YOUR INSTRUCTIONS:
Every record that follows should be copied exactly. No picture belongs in the copy.

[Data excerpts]
━━━━
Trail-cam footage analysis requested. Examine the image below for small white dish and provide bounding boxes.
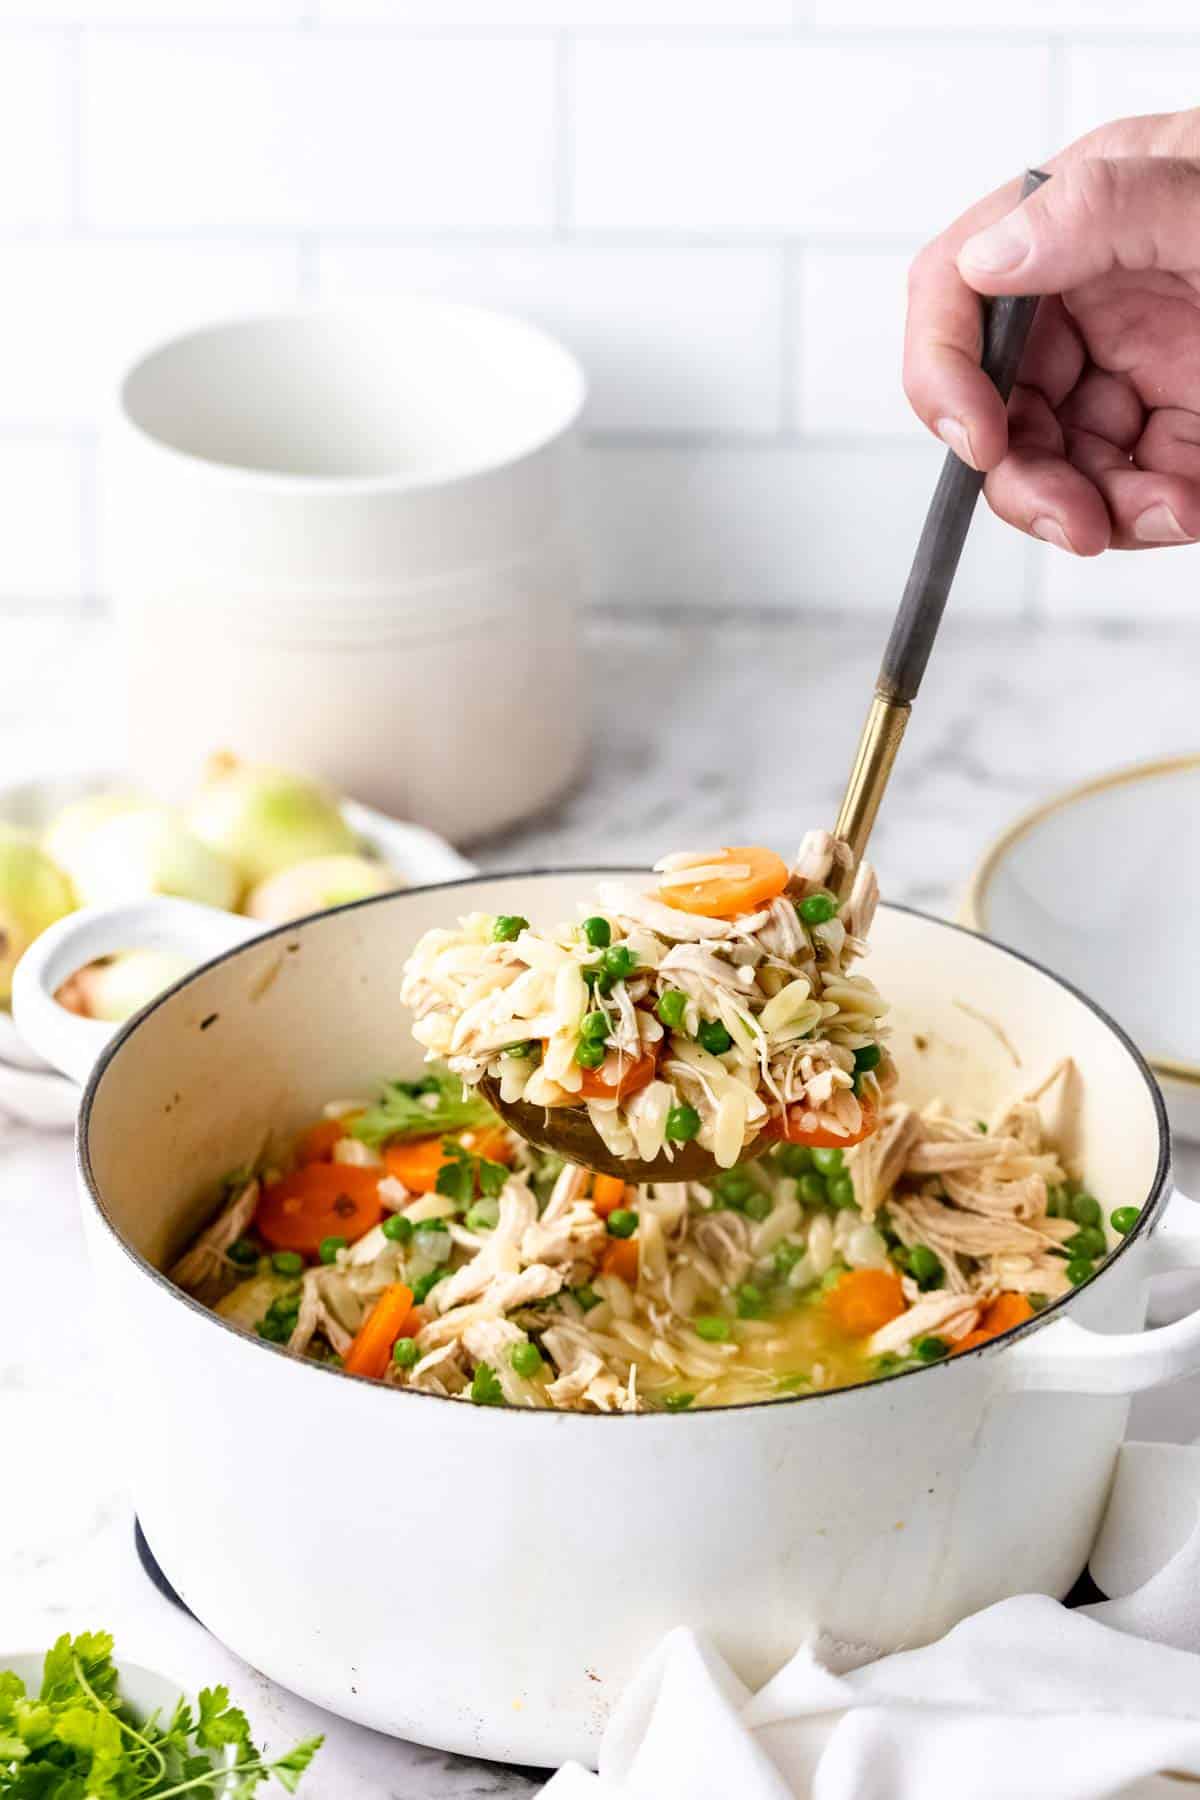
[961,754,1200,1142]
[0,1650,234,1787]
[0,772,475,1129]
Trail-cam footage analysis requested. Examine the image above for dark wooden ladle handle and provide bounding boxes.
[879,166,1050,706]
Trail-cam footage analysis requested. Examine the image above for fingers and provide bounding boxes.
[958,156,1200,296]
[980,387,1110,555]
[903,175,1032,470]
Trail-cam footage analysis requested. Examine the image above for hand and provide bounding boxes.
[904,112,1200,553]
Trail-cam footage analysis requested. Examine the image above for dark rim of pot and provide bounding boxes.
[77,868,1173,1419]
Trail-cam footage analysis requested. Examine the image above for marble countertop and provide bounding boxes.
[3,605,1200,1798]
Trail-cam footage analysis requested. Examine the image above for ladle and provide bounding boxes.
[482,169,1050,1181]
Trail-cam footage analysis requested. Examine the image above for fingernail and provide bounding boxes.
[1032,516,1074,552]
[1134,502,1191,544]
[961,217,1031,274]
[937,416,976,468]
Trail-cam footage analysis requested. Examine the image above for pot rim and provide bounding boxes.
[76,868,1173,1419]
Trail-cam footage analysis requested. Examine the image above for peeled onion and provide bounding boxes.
[66,948,196,1022]
[244,853,402,925]
[62,805,238,911]
[187,756,356,892]
[0,826,76,1004]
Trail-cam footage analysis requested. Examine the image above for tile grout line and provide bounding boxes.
[553,33,573,239]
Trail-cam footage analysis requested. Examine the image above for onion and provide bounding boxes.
[67,948,195,1022]
[43,790,145,872]
[244,853,402,924]
[60,805,238,912]
[0,826,76,1004]
[187,755,355,891]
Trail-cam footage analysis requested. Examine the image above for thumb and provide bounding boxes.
[957,156,1200,293]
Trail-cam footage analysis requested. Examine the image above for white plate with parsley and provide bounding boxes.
[1,1629,321,1797]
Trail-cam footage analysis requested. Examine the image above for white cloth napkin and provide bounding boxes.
[542,1440,1200,1800]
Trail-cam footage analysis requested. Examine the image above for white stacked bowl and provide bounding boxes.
[108,303,587,842]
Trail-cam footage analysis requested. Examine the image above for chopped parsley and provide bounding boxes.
[351,1066,497,1149]
[470,1362,505,1407]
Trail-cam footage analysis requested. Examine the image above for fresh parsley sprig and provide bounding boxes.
[350,1067,497,1150]
[0,1631,322,1798]
[434,1139,509,1208]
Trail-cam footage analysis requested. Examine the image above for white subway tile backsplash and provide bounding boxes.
[317,244,781,433]
[0,243,299,429]
[571,42,1052,236]
[83,33,556,231]
[580,444,1031,612]
[0,37,72,229]
[0,442,83,601]
[797,250,919,437]
[1041,539,1200,621]
[1065,44,1200,142]
[319,0,793,21]
[0,0,301,18]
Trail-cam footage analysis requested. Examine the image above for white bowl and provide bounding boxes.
[961,754,1200,1142]
[0,773,475,1129]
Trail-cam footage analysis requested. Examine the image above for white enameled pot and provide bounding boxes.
[14,874,1200,1768]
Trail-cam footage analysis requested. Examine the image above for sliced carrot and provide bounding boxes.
[591,1173,629,1217]
[825,1267,906,1337]
[577,1047,658,1102]
[256,1163,383,1254]
[951,1329,991,1356]
[343,1282,415,1381]
[601,1237,639,1285]
[658,846,789,920]
[981,1292,1034,1335]
[295,1118,347,1165]
[765,1096,879,1151]
[383,1125,513,1195]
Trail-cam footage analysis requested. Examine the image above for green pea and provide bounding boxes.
[1111,1206,1140,1236]
[271,1250,304,1276]
[828,1174,856,1210]
[382,1212,414,1244]
[511,1342,543,1378]
[712,1170,754,1207]
[914,1336,948,1362]
[743,1189,772,1222]
[582,916,611,949]
[492,914,528,943]
[412,1267,451,1305]
[797,1172,828,1207]
[657,988,688,1029]
[853,1043,881,1074]
[392,1337,419,1368]
[665,1103,701,1142]
[1065,1226,1107,1261]
[1044,1187,1063,1219]
[607,1208,639,1239]
[573,1284,601,1312]
[602,944,638,981]
[1028,1291,1049,1310]
[580,1009,609,1042]
[776,1144,814,1177]
[583,965,615,996]
[811,1147,845,1175]
[502,1040,535,1059]
[663,1392,695,1412]
[575,1038,606,1069]
[694,1315,731,1342]
[698,1019,733,1056]
[227,1237,260,1267]
[1065,1257,1094,1287]
[256,1316,288,1343]
[773,1241,804,1276]
[736,1283,766,1319]
[318,1235,347,1265]
[798,892,838,926]
[907,1244,943,1290]
[1070,1193,1101,1227]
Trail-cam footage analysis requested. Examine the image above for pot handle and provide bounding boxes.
[11,897,259,1087]
[1003,1191,1200,1395]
━━━━
RESPONSE TO THE TASK:
Trail-cam footage analysis requested. Examine the image below for small white dish and provide bounding boxes.
[961,754,1200,1142]
[0,1650,234,1787]
[0,772,475,1129]
Trail-cam footage analysis requested. Examine the image above for dark wooden ladle handle and provide bounding boxes.
[879,166,1050,706]
Trail-cam footage analysis requested. Examine the image above for fingers and provide bounding boxes.
[958,156,1200,296]
[980,387,1110,555]
[903,175,1032,470]
Trail-cam footage analysis requested. Examine the image above for hand and provide bounding boxes.
[904,112,1200,553]
Trail-cam footage analysis requested. Examine the image above for dark rim of pot and provide bounding boxes.
[77,868,1173,1419]
Trail-cam footage analysis requested. Examine the image above for marble countertop and provide bounding boxes.
[3,605,1200,1798]
Trail-cam footage analysis requested. Examine the image above for ladle and provide bounding boxes.
[482,169,1050,1181]
Trail-cam footage analysis requested. Examine the image above for fingernail and provide bounding boxes.
[1032,516,1074,552]
[1134,502,1191,544]
[961,217,1031,274]
[937,416,976,468]
Trail-cam footage analysis requested. Examine the image above for pot rim and provide bounding boxes.
[76,868,1173,1419]
Trail-cam footage analysis requested. Examine the image above for peeled onion and provide bounding boxes.
[66,948,196,1022]
[244,853,402,925]
[62,805,238,911]
[187,756,356,892]
[0,826,76,1004]
Trail-cam footage analysis requested. Examine the image above for tile grout line and provide bounding boxes.
[553,33,573,239]
Trail-cam footage analysis requested. Examine the image above for onion and provide bounding boxes.
[67,948,195,1022]
[43,790,145,872]
[244,853,402,924]
[60,805,238,912]
[0,826,76,1004]
[187,755,355,891]
Trail-cam footage analysis requested. Examine the image above for thumb and provide bounding boxes.
[957,156,1200,293]
Trail-cam footage analysis requested. Examine the image above for white plate with parsley and provide bounding boxes.
[1,1629,321,1797]
Trail-cam footage analysis requested. Examine the image above for white cloth napkin and provide bounding boxes.
[542,1440,1200,1800]
Trail-cam footage analysis requested. Examine the image above for white stacked bowl and provide bounding boxes.
[108,303,587,842]
Trail-cam footage analysis requested. Examine the image above for chopped parsley and provide bounding boxes.
[351,1066,497,1149]
[470,1362,505,1407]
Trail-cam footage analysis requested. Examine the image above for fresh parsley sprig and provide bounding boxes.
[350,1067,497,1150]
[0,1631,322,1798]
[434,1139,509,1208]
Trail-cam footage analysis requested. Examine the image above for white subway tile backsplash and provide bounding boxes.
[317,244,781,433]
[0,243,299,429]
[571,42,1052,236]
[83,33,556,231]
[580,444,1031,612]
[0,37,72,229]
[0,442,83,601]
[797,250,919,437]
[1041,539,1200,621]
[1065,44,1200,142]
[319,0,793,21]
[0,0,301,18]
Trail-cam footage analysis requested. Examine the image above for white bowl and provide bounding boxes.
[961,754,1200,1142]
[0,773,475,1129]
Trail-cam footage analysis requested. Examine the image above for white enameled pot and provide bounding boxes.
[14,874,1200,1768]
Trail-cam footage analysis requested. Examine the image above for sliced carrot and provide bounding boxes.
[591,1173,629,1217]
[825,1267,906,1337]
[577,1047,658,1102]
[256,1163,383,1254]
[951,1329,991,1356]
[343,1282,415,1381]
[601,1237,639,1285]
[658,846,789,920]
[981,1292,1034,1335]
[295,1118,347,1165]
[765,1096,879,1151]
[383,1125,513,1195]
Trail-cam footage analysis requested. Examine the image above for green pea and provide bounding boxes.
[1111,1206,1140,1236]
[271,1250,304,1276]
[828,1174,856,1210]
[382,1212,414,1244]
[511,1342,543,1378]
[712,1170,754,1207]
[914,1336,948,1362]
[743,1189,772,1222]
[582,916,611,949]
[492,914,528,943]
[412,1267,451,1305]
[797,1172,828,1207]
[657,988,688,1029]
[853,1043,881,1074]
[392,1337,419,1368]
[665,1103,701,1142]
[1065,1226,1107,1261]
[1044,1187,1063,1219]
[607,1208,639,1239]
[573,1284,601,1312]
[602,944,638,981]
[1028,1291,1049,1310]
[580,1009,609,1042]
[776,1144,814,1177]
[583,965,615,996]
[811,1147,845,1175]
[502,1040,535,1059]
[663,1392,695,1412]
[575,1038,606,1069]
[694,1315,731,1342]
[698,1019,733,1056]
[227,1237,260,1267]
[1065,1257,1094,1287]
[256,1316,288,1343]
[773,1241,804,1276]
[736,1283,766,1319]
[318,1235,347,1265]
[798,892,838,926]
[907,1244,943,1290]
[1070,1193,1101,1227]
Trail-cam footage analysis requested. Examine the image above for pot handle and provide bounding boxes.
[11,897,259,1087]
[1003,1191,1200,1395]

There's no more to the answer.